-------- Extrait de page
Un motard et un 4X4 à proximité des lieux du crime
Dans l'enquête de la BBC, deux témoins clés racontent avoir vu un motard et un 4X4 - BMW X5 - à proximité des lieux du crime. Brett Martin, un cycliste britannique qui avait découvert les corps au bout d'une petite route forestière, a expliqué avoir croisé un motard au moment où il arrivait sur les lieux. Un garde-forestier français a de son côté témoigné avoir vu un motard tout de noir vêtu se diriger vers le parking où la famille al-Hilli a été tuée.
Photo d'illustration
"Les Français, je ne leur fais pas du tout confiance"
----------------
• _Consignes de l'exercice_
Pouvez-vous donner la suite de l'article sur le motard et le 4X4 aperçus près des lieux du crime ? Les entrées ne servent à rien ici.
-------- Matériel fourni
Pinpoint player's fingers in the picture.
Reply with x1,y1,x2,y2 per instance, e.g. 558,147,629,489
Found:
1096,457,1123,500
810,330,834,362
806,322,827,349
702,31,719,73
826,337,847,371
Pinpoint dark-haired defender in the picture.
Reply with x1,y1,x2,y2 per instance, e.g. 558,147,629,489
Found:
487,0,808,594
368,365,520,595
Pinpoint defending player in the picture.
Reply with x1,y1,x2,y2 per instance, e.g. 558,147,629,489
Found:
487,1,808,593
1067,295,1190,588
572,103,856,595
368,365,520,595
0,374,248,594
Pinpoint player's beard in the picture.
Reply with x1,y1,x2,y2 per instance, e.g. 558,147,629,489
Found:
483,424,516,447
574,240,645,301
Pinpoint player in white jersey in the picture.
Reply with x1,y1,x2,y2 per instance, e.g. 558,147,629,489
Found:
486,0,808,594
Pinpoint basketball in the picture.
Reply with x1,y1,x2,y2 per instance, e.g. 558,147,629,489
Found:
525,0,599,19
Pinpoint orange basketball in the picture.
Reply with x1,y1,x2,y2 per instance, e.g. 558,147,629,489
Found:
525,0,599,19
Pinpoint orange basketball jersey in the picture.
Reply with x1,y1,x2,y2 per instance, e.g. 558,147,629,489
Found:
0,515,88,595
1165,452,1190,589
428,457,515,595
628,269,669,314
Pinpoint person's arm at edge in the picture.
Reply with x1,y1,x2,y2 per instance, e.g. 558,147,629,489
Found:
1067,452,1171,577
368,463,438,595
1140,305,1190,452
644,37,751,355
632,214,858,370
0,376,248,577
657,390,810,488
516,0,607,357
----------------
• _Résultat attendu_
Zaïd al-Hilli a accusé la police française de ne pas avoir correctement enquêté sur l'hypothèse selon laquelle la véritable cible des tueurs était Sylvain Mollier, un cycliste français retrouvé mort à proximité des autres corps. "Ils couvrent quelqu'un en France dans cette région et ils le savent". "Mollier était impliqué dans des disputes familiales et était un étranger pour sa riche famille", explique Zaïd al-Hilli pour qui la piste locale doit être suivie.
le portrait-robot d'un motard va être diffusé
C'est un portrait-robot que les enquêteurs avaient conservé jusqu'alors pour des raisons "stratégiques". Il représente un homme portant un casque et un barbe. Au lendemain de la diffusion d'un documentaire de la BBC sur la tuerie de chevaline, les enquêteurs ont décidé de lever le voile sur un personnage qui pourrait être la clé de cette tuerie : un motard, présenté par la BBC comme le tueur des quatre membres de la famille al-Hilli en septembre 2012. "Nous ne voulions pas que cette personne soit amenée à se dissimuler", a expliqué ce mardi le procureur de la République d'Annecy avant d'annoncer que finalement, ce portrait serait diffusé dans les prochains jours.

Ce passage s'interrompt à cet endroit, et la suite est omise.